The data section start

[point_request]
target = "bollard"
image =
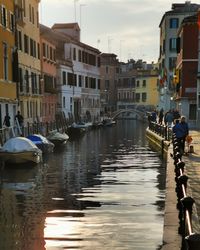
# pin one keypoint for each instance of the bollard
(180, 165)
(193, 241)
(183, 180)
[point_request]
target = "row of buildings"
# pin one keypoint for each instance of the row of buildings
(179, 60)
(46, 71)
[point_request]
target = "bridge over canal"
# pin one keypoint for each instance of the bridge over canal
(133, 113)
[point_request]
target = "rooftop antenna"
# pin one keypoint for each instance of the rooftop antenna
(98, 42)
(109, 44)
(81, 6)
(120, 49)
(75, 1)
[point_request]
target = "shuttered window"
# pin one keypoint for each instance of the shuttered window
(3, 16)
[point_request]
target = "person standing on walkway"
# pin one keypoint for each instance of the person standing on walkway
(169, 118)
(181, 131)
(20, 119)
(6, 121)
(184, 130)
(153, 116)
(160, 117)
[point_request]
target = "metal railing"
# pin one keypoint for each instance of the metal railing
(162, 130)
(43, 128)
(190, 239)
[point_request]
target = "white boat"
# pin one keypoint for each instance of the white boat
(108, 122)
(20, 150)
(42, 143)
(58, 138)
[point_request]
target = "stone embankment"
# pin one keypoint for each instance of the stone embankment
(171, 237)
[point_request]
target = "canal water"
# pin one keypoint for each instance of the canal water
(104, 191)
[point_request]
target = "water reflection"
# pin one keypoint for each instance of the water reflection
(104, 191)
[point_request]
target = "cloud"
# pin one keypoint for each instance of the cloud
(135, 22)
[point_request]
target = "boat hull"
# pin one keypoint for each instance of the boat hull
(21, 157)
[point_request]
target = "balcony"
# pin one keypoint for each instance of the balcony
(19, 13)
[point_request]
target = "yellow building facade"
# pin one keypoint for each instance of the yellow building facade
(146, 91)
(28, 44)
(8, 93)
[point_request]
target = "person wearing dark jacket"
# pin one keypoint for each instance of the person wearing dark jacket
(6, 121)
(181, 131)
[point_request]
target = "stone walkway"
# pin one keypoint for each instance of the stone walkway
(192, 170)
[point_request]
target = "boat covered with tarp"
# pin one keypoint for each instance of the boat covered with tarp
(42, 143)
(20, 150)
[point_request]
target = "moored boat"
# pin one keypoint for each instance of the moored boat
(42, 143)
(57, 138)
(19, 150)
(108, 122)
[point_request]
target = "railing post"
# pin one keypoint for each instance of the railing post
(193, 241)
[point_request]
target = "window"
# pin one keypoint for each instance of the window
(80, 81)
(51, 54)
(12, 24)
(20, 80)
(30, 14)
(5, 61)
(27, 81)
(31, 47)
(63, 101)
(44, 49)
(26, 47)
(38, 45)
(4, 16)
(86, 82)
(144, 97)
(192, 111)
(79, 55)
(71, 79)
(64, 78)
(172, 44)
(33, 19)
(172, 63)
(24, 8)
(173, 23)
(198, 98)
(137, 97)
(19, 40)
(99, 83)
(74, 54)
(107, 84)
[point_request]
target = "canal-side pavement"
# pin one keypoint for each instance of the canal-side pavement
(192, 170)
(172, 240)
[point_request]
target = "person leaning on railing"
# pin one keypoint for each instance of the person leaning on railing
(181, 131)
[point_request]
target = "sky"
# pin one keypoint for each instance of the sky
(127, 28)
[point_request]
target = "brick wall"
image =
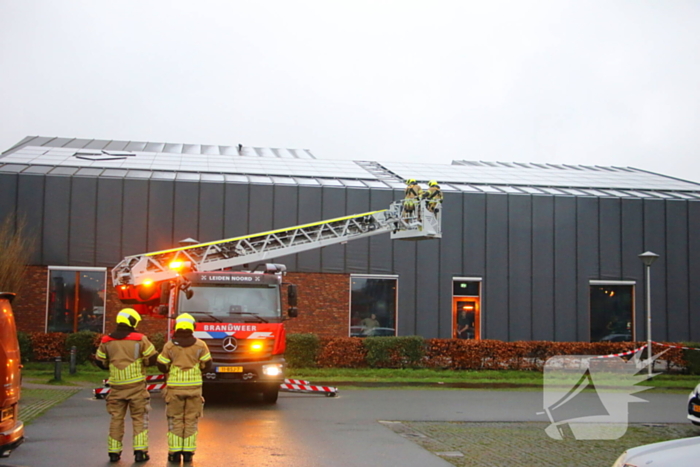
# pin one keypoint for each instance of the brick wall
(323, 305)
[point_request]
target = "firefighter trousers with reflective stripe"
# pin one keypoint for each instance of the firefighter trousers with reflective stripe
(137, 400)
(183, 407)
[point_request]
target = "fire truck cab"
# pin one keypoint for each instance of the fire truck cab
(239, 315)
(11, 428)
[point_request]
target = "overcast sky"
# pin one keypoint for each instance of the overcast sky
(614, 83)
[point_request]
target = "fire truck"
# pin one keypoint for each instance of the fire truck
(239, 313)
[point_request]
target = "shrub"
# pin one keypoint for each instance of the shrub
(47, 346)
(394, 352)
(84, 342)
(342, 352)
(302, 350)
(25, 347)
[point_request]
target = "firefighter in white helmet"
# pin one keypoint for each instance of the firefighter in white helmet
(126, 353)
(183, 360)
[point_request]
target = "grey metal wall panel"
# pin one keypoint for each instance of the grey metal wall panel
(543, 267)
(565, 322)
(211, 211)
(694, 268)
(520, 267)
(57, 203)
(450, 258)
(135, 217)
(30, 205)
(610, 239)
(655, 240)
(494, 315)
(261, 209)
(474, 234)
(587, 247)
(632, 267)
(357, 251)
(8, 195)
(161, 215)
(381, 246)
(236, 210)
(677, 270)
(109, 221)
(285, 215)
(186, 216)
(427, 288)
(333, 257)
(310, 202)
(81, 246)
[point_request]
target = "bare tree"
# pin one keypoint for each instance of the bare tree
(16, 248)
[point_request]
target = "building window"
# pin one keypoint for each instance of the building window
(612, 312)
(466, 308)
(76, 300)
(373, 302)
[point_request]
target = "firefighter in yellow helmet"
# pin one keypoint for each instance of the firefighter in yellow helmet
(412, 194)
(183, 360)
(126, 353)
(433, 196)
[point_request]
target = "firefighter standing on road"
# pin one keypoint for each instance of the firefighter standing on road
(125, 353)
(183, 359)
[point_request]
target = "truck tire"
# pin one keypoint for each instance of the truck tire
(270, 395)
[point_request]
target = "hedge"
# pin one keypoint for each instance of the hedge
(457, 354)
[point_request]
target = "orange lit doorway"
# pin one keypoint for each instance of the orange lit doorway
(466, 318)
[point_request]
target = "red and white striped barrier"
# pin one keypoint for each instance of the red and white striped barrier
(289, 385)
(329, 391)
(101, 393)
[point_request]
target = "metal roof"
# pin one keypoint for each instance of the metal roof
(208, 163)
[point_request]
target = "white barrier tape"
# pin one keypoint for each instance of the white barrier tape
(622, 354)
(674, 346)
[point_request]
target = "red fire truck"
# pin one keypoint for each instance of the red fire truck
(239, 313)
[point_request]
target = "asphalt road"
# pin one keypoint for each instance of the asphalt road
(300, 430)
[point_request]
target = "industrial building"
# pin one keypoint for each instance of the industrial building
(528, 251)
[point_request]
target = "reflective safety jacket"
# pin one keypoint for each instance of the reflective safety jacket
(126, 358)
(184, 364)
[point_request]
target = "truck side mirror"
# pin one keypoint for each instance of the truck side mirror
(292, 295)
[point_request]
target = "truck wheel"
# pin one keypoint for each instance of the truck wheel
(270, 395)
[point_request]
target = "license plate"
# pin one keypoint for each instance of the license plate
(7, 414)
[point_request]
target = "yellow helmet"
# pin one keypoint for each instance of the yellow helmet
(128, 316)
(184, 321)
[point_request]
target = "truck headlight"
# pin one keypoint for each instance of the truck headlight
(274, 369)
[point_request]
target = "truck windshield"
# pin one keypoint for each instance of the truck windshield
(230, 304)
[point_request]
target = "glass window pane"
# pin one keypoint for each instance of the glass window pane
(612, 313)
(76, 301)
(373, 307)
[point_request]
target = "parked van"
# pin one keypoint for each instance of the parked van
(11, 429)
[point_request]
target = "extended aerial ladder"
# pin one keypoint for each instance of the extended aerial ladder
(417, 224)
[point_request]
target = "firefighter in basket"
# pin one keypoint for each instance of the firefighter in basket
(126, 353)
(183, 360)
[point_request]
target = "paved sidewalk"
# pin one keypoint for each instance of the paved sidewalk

The data section end

## Work task
Leaving the pictures aside, output each entry above exactly as written.

## Result of this exercise
[point_request]
target = "bollard"
image =
# pin one keypoint for each instance of the bollard
(180, 165)
(193, 241)
(183, 180)
[point_request]
target = "row of buildings"
# pin one keypoint for each instance of the row of buildings
(179, 60)
(46, 71)
[point_request]
target = "bridge over canal"
# pin one keypoint for each instance of the bridge over canal
(133, 113)
[point_request]
target = "rooftop antenna"
# pin one keypoint for each instance of the rooftop antenna
(98, 42)
(109, 44)
(81, 6)
(120, 49)
(75, 1)
[point_request]
target = "shuttered window"
# pin one keypoint for each instance of the shuttered window
(3, 16)
[point_request]
target = "person standing on walkway"
# pin one keypoint for each instance of the person standing on walkway
(169, 118)
(181, 131)
(20, 119)
(6, 121)
(184, 130)
(153, 116)
(160, 117)
[point_request]
target = "metal railing"
# pin one keypoint for each instance of the metal railing
(162, 130)
(43, 128)
(190, 239)
[point_request]
target = "white boat"
# pin one keypoint for each instance of the white boat
(108, 122)
(20, 150)
(42, 143)
(58, 138)
[point_request]
target = "stone embankment"
# pin one keypoint for each instance of the stone embankment
(171, 237)
[point_request]
target = "canal water"
# pin one keypoint for each instance of the canal water
(104, 191)
[point_request]
target = "water reflection"
# pin one keypoint for each instance of the water reflection
(104, 191)
[point_request]
target = "cloud"
# pin one keypoint for each instance of the cloud
(135, 22)
[point_request]
target = "boat hull"
# pin one keypoint for each instance of the boat hull
(21, 157)
[point_request]
target = "balcony"
# pin one keypoint for each instance of the balcony
(19, 13)
[point_request]
target = "yellow building facade"
# pin one keypoint for each instance of the yellow building facade
(146, 91)
(28, 44)
(8, 93)
[point_request]
target = "person wearing dark jacket"
# pin one keypoint for each instance of the person wearing dark jacket
(6, 121)
(181, 131)
[point_request]
target = "stone walkway"
# pin one keypoint for each instance of the stone walkway
(192, 170)
[point_request]
target = "boat covered with tarp"
# pin one keypoint for each instance of the boat covered with tarp
(42, 143)
(20, 150)
[point_request]
target = "moored boat"
# pin one keypoint for each instance of the moored boat
(42, 143)
(57, 138)
(19, 150)
(108, 122)
[point_request]
target = "railing post"
# pin one keypoint for each instance of the railing post
(193, 241)
[point_request]
target = "window"
# pin one keypoint for each instance of the window
(80, 81)
(51, 54)
(12, 24)
(20, 80)
(30, 14)
(5, 61)
(27, 81)
(31, 47)
(63, 101)
(44, 49)
(26, 47)
(38, 45)
(4, 16)
(86, 82)
(144, 97)
(192, 111)
(79, 55)
(71, 79)
(64, 78)
(172, 44)
(33, 19)
(172, 63)
(24, 8)
(173, 23)
(198, 98)
(137, 97)
(19, 40)
(99, 83)
(74, 54)
(107, 84)
[point_request]
target = "canal-side pavement"
# pin one keypoint for each instance of the canal-side pavement
(192, 170)
(172, 240)
[point_request]
target = "person leaning on railing"
# pin one keypoint for each instance of the person leaning on railing
(181, 131)
[point_request]
target = "sky"
# pin one keypoint for each instance of the sky
(127, 28)
[point_request]
target = "brick wall"
image =
# pin one keypoint for each instance of the brick wall
(323, 305)
[point_request]
target = "firefighter trousers with reflective stripe"
# pin one keypoint for each instance of the firefighter trousers with reflective stripe
(137, 400)
(183, 407)
[point_request]
target = "fire truck cab"
# pin one keypoint for each instance of the fire truck cab
(239, 315)
(11, 428)
[point_request]
target = "overcast sky"
# pin one keypoint for each instance of the overcast sky
(614, 83)
[point_request]
target = "fire truck"
# pin one keypoint for each instance of the fire truck
(239, 313)
[point_request]
target = "shrub"
# pin one keypoint for each instance of the shrub
(47, 346)
(394, 352)
(84, 342)
(342, 352)
(302, 350)
(25, 347)
[point_request]
target = "firefighter in white helmet"
# pin one keypoint for each instance of the firefighter in white helmet
(126, 353)
(183, 360)
[point_request]
target = "grey metal wall panel"
# pin one keypoint for each instance of the grey metal wall panel
(543, 267)
(565, 322)
(211, 211)
(694, 268)
(520, 267)
(57, 203)
(450, 258)
(135, 217)
(30, 205)
(610, 239)
(655, 240)
(494, 315)
(261, 209)
(474, 234)
(587, 247)
(632, 267)
(357, 251)
(8, 195)
(161, 215)
(381, 246)
(236, 210)
(677, 270)
(109, 221)
(285, 215)
(186, 216)
(427, 288)
(333, 257)
(310, 202)
(81, 246)
[point_request]
target = "bare tree"
# pin one keypoint for each instance of the bare tree
(16, 248)
[point_request]
target = "building window"
# pin one keypoint for each instance of the building window
(612, 312)
(466, 308)
(76, 300)
(373, 302)
[point_request]
target = "firefighter in yellow helmet"
# pin one keypoint for each instance of the firefighter in yellow helmet
(412, 194)
(183, 360)
(126, 353)
(433, 196)
[point_request]
target = "firefighter standing on road"
# pin one keypoint for each instance of the firefighter standing on road
(125, 353)
(183, 359)
[point_request]
target = "truck tire"
# pin one keypoint for each instance of the truck tire
(270, 395)
[point_request]
target = "hedge"
# pin one keypoint for each instance of the hedge
(457, 354)
[point_request]
target = "orange lit doorway"
# pin one keypoint for each instance of the orange lit doorway
(466, 318)
[point_request]
target = "red and white striped barrier"
# pin one keypoint for each instance of the red and white striped barrier
(289, 385)
(329, 391)
(101, 393)
[point_request]
target = "metal roof"
# pin one keypoint for each instance of the metal roof
(208, 163)
[point_request]
target = "white barrier tape"
# pin one keypoint for each instance of the white barrier tape
(622, 354)
(674, 346)
[point_request]
target = "red fire truck"
# pin one keypoint for each instance of the red fire truck
(239, 313)
[point_request]
target = "asphalt road"
# pin one keypoint for each instance of the asphalt road
(300, 430)
[point_request]
target = "industrial building"
# pin one keypoint for each instance of the industrial building
(528, 251)
[point_request]
target = "reflective safety jacket"
# pin one keypoint for each instance of the reflective safety jacket
(126, 358)
(184, 364)
[point_request]
target = "truck side mirror"
# pin one keypoint for each instance of the truck side mirror
(292, 295)
[point_request]
target = "truck wheel"
# pin one keypoint for each instance of the truck wheel
(270, 395)
[point_request]
target = "license plate"
# pin one keypoint for each instance of the license plate
(7, 414)
[point_request]
target = "yellow helmet"
# pin one keypoint for each instance of the yellow helmet
(128, 316)
(184, 321)
[point_request]
target = "truck headlight"
# pin one keypoint for each instance of the truck headlight
(274, 369)
[point_request]
target = "truck windshield"
# pin one keypoint for each instance of the truck windshield
(230, 304)
[point_request]
target = "glass window pane"
# pin one keypoint for each instance of the glass window pane
(612, 313)
(76, 301)
(373, 307)
[point_request]
target = "parked van"
# pin one keypoint for each instance of the parked van
(11, 429)
[point_request]
target = "extended aerial ladder"
# pin one keypoint for each instance of the extended aerial ladder
(417, 224)
[point_request]
target = "firefighter in basket"
# pin one keypoint for each instance of the firefighter in basket
(126, 353)
(183, 360)
[point_request]
target = "paved sidewalk"
# pin one keypoint for each instance of the paved sidewalk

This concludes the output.